How are salts in water and soils measured? A quick way is to use a conductivity meter and read off the electrical conductivity. The idea being that a salty solution, because it is full of charged particles will conduct electricity. Most conductivity meters give readings in micro Siemens per cm (ÁS/cm). Conductivity is made up of different salts. Some are plant nutrients like potassium, calcium and magnesium. Others are less desirable salts like sodium and chloride. Other plant nutrients like phosphates and nitrates may be present. They are usually low in agricultural soils but can be at high concentrations in hydroponics solutions. By using a conductivity tester there is no way to measure the individual salts. Still its a useful measurment to take because different plants and plants at different stages of growth can only tolerate certain salt levels.

If you live in an area where there is salt in groundwater or soil or if you are using salty irrigation water then you should measure salts in both soil and water to better understand how to manage the salts. The amount of salt that accumulates in the soil depends on several factors. How much salt is in irrigation water, amount of leaching by natural rainwater or by irrigation water, amount of evapouration and the structure of the soil including water holding capacity.

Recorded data
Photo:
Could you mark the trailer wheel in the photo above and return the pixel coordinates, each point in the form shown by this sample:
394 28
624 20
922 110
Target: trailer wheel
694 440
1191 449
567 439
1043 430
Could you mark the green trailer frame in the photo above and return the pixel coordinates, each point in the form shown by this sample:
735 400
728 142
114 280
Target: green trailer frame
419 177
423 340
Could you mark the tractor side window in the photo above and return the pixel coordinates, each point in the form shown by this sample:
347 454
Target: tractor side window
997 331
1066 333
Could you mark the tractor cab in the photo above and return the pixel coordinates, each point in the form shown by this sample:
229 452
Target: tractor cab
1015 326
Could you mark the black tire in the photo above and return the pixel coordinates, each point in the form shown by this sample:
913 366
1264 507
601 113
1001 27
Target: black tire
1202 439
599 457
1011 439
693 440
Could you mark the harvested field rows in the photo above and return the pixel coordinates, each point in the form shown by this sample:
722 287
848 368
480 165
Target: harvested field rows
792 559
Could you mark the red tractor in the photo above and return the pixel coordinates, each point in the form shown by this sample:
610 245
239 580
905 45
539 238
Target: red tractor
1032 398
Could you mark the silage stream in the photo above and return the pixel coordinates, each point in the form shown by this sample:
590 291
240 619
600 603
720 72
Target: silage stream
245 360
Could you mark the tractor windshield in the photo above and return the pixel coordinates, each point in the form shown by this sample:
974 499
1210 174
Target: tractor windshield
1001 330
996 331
==
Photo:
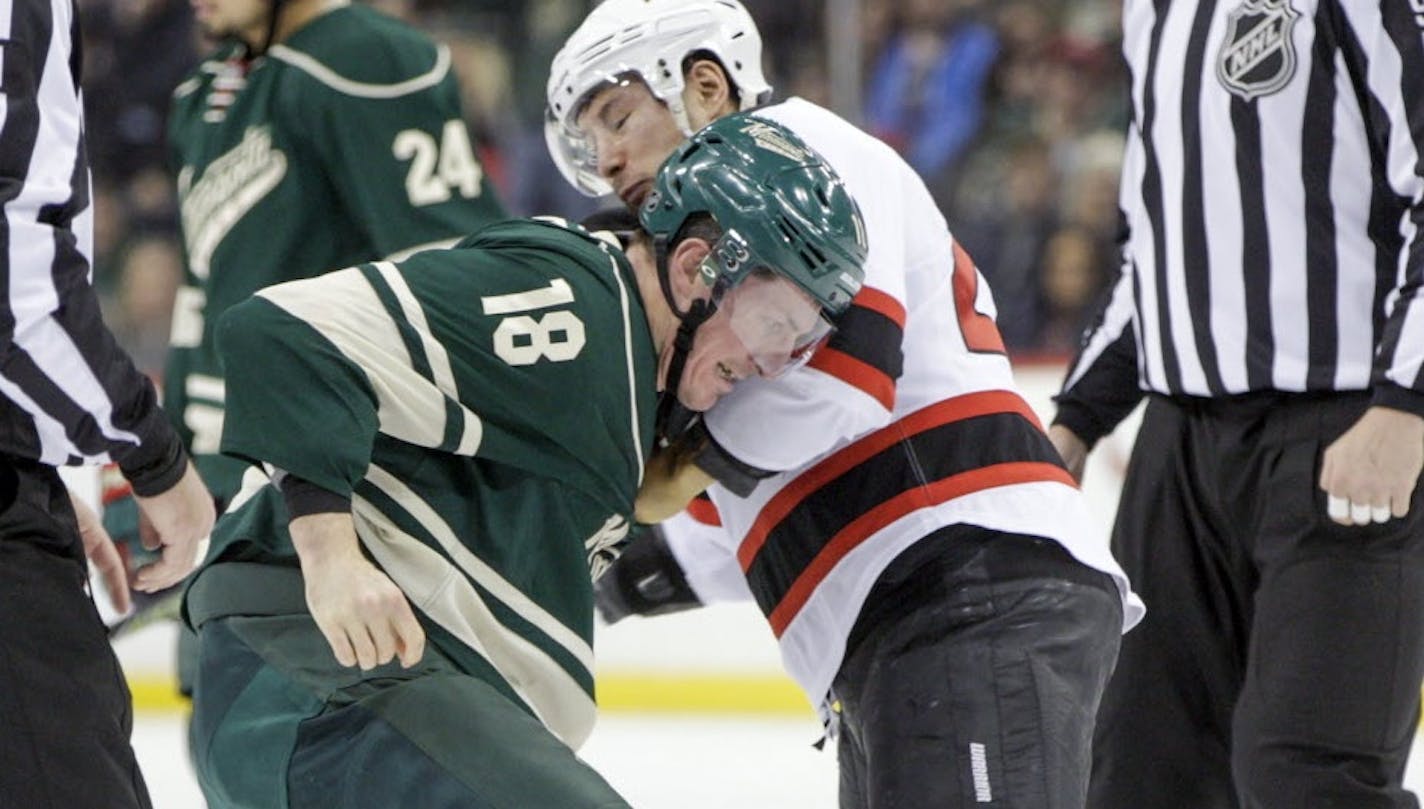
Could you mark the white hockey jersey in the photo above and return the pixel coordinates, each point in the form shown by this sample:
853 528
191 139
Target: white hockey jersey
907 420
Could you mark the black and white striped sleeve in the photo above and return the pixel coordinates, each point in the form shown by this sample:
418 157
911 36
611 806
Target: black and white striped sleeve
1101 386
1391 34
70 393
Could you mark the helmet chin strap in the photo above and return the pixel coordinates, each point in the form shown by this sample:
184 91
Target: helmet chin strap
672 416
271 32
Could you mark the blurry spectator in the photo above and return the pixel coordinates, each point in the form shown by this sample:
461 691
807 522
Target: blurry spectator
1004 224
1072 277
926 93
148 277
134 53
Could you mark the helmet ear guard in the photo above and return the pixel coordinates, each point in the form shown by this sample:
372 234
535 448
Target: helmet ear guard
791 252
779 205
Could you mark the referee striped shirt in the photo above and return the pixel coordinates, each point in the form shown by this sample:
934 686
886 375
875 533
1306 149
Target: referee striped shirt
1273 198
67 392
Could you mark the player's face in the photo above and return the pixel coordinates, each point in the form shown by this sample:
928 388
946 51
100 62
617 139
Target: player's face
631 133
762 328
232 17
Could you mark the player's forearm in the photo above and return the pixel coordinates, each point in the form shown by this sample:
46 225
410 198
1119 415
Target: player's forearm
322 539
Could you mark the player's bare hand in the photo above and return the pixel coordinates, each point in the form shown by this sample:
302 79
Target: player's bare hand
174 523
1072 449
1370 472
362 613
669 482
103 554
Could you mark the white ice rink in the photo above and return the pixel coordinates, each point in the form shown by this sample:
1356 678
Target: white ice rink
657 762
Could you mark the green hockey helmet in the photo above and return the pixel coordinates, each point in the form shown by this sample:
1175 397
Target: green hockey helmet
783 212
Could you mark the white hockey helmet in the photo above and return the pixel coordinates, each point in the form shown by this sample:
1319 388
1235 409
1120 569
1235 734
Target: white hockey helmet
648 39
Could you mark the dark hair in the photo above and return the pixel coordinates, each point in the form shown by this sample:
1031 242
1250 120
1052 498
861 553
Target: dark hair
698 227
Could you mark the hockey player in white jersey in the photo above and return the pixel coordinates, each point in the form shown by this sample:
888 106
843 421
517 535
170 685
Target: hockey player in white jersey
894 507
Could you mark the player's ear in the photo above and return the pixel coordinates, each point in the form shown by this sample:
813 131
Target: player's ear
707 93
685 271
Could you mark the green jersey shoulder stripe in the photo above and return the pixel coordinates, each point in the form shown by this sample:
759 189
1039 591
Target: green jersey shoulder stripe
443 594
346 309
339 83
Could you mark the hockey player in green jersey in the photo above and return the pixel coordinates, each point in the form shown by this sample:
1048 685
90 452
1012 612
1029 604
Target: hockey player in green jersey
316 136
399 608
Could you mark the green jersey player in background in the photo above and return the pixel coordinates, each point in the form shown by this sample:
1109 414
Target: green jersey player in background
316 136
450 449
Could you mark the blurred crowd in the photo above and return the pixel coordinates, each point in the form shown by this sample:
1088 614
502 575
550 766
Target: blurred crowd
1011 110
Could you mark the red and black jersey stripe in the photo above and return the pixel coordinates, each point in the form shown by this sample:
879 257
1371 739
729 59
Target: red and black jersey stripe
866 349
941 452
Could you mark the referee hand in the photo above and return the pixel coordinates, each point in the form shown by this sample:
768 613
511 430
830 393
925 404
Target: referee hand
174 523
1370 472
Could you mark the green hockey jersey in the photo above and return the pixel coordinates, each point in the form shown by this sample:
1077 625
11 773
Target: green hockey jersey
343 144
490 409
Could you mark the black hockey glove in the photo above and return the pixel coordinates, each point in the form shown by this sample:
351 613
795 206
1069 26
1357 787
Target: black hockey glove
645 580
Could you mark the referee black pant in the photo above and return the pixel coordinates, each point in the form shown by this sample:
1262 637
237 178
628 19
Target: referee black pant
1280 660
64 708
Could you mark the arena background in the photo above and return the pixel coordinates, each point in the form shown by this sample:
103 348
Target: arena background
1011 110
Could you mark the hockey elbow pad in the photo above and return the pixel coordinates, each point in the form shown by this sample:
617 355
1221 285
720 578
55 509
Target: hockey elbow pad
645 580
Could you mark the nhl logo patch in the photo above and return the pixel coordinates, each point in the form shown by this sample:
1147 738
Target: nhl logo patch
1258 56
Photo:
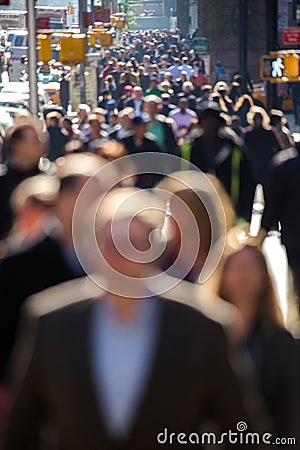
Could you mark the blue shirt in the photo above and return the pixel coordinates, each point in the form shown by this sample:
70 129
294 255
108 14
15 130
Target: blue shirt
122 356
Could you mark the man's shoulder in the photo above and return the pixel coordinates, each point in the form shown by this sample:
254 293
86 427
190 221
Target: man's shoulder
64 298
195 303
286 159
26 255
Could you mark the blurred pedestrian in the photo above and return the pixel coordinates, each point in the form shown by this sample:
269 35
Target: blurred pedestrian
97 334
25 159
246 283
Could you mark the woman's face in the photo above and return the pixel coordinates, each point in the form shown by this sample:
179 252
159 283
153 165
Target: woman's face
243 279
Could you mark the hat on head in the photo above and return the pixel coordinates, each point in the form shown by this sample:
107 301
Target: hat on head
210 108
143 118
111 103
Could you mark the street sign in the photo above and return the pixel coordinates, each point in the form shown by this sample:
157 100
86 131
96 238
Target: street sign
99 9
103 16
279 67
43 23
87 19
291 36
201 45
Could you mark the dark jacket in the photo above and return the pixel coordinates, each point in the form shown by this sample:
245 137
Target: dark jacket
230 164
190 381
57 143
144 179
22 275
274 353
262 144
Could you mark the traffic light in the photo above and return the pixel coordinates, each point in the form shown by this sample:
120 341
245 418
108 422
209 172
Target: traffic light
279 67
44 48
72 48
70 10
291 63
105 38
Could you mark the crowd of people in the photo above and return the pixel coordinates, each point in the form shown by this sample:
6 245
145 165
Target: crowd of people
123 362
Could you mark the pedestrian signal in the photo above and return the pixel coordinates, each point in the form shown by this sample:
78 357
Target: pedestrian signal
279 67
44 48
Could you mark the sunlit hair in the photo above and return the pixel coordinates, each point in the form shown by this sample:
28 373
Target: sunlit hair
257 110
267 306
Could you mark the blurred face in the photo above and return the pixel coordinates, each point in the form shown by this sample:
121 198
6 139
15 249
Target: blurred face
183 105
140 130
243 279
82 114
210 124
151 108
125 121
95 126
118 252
==
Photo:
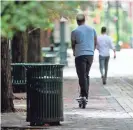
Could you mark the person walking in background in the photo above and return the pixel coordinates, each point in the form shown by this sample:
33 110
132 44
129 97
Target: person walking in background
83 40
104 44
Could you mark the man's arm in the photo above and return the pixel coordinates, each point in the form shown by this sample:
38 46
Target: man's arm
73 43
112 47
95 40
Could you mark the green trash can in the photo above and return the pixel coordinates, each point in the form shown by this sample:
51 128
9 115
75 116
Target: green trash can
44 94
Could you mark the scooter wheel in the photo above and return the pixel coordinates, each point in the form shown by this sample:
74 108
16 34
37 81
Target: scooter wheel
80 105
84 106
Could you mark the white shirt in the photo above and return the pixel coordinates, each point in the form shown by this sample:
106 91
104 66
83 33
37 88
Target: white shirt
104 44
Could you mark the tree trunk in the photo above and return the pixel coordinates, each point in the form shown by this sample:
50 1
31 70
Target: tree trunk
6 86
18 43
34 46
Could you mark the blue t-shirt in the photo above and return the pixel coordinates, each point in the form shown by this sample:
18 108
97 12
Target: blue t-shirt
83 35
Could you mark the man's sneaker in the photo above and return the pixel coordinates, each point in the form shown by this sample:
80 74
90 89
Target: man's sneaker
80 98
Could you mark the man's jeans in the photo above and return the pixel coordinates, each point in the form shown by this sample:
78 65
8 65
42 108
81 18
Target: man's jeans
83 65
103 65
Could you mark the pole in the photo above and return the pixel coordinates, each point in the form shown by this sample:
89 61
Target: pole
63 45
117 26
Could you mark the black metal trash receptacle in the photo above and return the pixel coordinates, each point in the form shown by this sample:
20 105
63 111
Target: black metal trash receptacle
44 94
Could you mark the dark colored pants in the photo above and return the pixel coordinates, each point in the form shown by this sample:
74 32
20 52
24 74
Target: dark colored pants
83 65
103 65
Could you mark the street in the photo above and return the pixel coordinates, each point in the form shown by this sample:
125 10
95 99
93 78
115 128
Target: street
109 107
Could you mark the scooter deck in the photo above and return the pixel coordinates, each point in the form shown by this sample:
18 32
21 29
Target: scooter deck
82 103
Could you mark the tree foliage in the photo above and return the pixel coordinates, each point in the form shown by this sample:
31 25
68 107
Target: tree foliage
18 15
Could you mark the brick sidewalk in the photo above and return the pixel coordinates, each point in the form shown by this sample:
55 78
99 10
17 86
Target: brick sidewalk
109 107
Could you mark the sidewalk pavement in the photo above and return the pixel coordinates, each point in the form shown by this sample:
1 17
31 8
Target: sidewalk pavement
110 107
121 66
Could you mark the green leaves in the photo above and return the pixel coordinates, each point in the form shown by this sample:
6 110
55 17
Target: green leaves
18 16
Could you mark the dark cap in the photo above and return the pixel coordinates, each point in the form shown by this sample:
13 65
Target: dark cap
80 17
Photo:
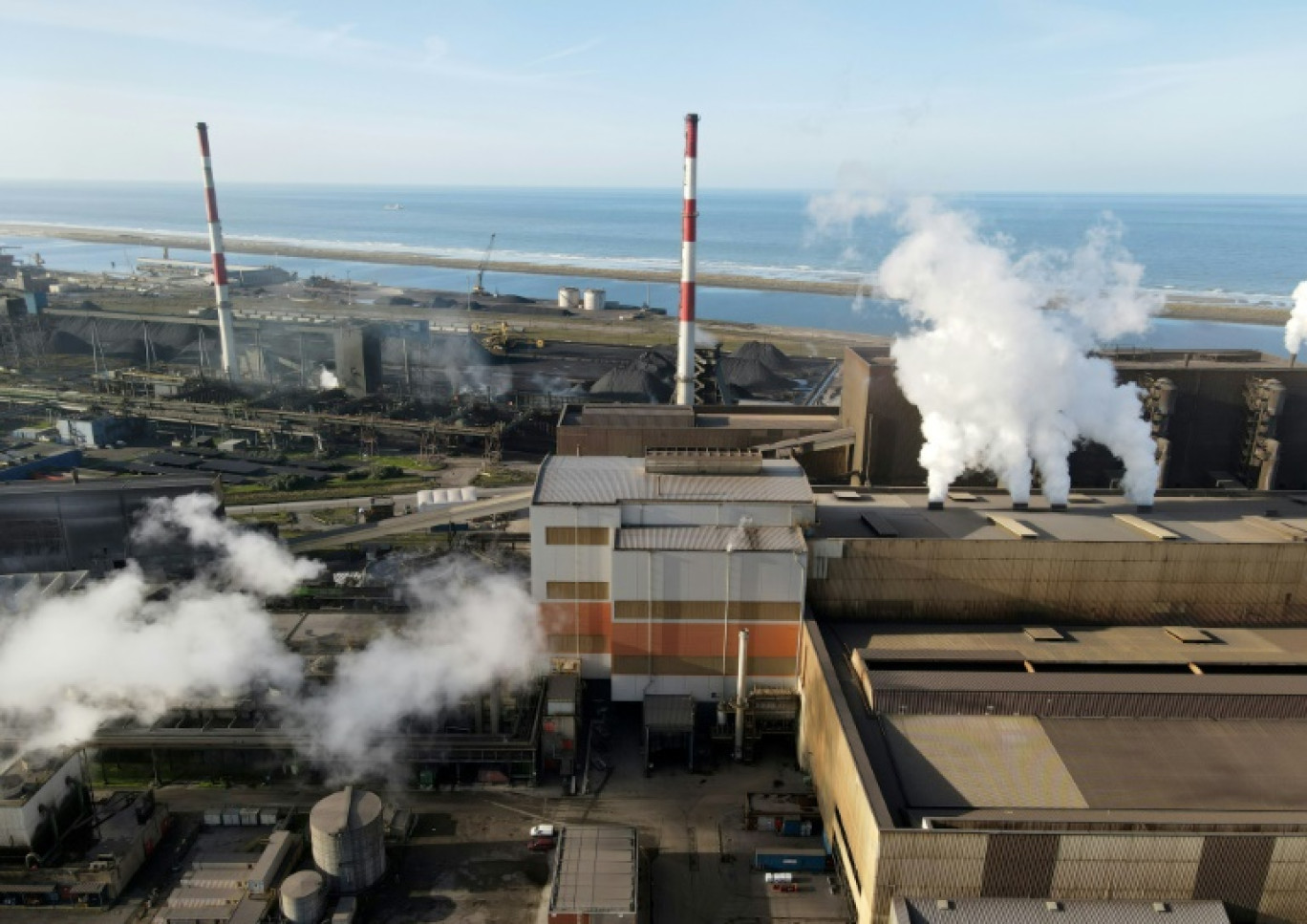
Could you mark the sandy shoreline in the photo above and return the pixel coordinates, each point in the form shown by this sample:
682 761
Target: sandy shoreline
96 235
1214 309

[What to work on]
**A.** Answer these questions using the text on measuring salts in water and soils:
(i) Which salts does the text name as plant nutrients?
(ii) In what kind of solutions can phosphates and nitrates be at high concentrations?
(iii) What does the text say the structure of the soil includes?
**B.** From the text on measuring salts in water and soils, extract the passage starting at "How are salts" and ending at "certain salt levels.".

[Answers for the tasks]
**A.**
(i) Potassium, calcium and magnesium.
(ii) Hydroponics solutions.
(iii) Water holding capacity.

**B.**
How are salts in water and soils measured? A quick way is to use a conductivity meter and read off the electrical conductivity. The idea being that a salty solution, because it is full of charged particles will conduct electricity. Most conductivity meters give readings in micro Siemens per cm (ÁS/cm). Conductivity is made up of different salts. Some are plant nutrients like potassium, calcium and magnesium. Others are less desirable salts like sodium and chloride. Other plant nutrients like phosphates and nitrates may be present. They are usually low in agricultural soils but can be at high concentrations in hydroponics solutions. By using a conductivity tester there is no way to measure the individual salts. Still its a useful measurment to take because different plants and plants at different stages of growth can only tolerate certain salt levels.